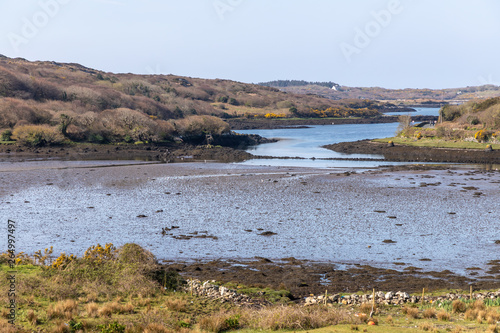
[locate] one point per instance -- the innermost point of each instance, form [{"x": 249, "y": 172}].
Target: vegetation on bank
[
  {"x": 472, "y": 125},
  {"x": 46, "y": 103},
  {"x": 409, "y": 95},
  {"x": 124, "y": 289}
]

........

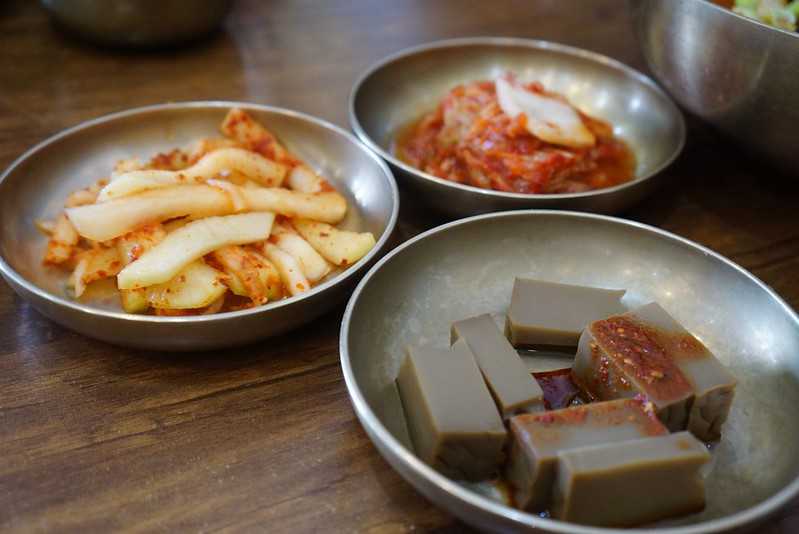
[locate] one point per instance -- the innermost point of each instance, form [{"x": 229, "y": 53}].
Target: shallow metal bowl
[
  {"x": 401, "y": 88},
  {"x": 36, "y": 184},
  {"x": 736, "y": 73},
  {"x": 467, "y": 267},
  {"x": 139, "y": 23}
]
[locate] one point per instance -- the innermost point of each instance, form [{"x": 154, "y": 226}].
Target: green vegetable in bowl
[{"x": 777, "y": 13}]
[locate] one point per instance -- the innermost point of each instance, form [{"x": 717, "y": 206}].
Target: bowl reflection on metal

........

* **EXERCISE GOAL**:
Pull out each line of the records above that contains the word "bowl", and copy those lines without changes.

* **WRITTEN RESPONSE**:
Target: shallow metal bowl
Target: green vegetable in bowl
Target: bowl reflection on metal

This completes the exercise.